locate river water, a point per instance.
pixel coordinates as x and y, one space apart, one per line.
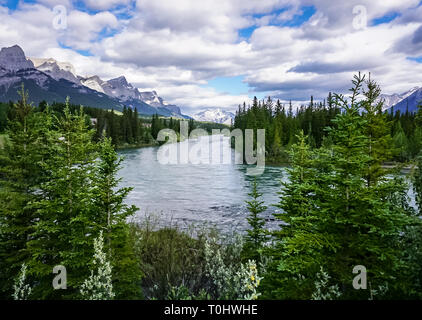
213 193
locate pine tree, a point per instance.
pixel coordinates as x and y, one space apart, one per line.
22 290
111 214
20 175
66 225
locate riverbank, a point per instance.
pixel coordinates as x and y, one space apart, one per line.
128 146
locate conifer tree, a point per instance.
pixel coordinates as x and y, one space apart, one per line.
111 214
20 175
66 225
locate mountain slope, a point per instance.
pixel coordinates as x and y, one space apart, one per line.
214 115
43 87
52 81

*****

**WRITTEN PROBLEM:**
Output all the rows above as a JSON list of strings with one string per line, omitting blank lines and the picture.

**SOLUTION TO THIS PROBLEM:**
[
  "locate river water, a point per instance.",
  "pixel coordinates as x and y, one space apart, one per line.",
  "213 193",
  "locate pine tree, a point per instance.",
  "pixel coordinates as x and y, one space apart, one per line.",
  "22 290",
  "111 214",
  "20 175",
  "66 225",
  "locate riverbank, a point per instance.",
  "pixel coordinates as x and y, one space apart, one per line.",
  "128 146",
  "locate conifer tree, a point per instance.",
  "pixel coordinates as x and y, one space apart, one per line.",
  "111 214",
  "20 175",
  "66 225",
  "locate mountain slope, a point per instance.",
  "pixel coordinates as x and y, one space apart, one per line.",
  "214 115",
  "43 87",
  "52 81"
]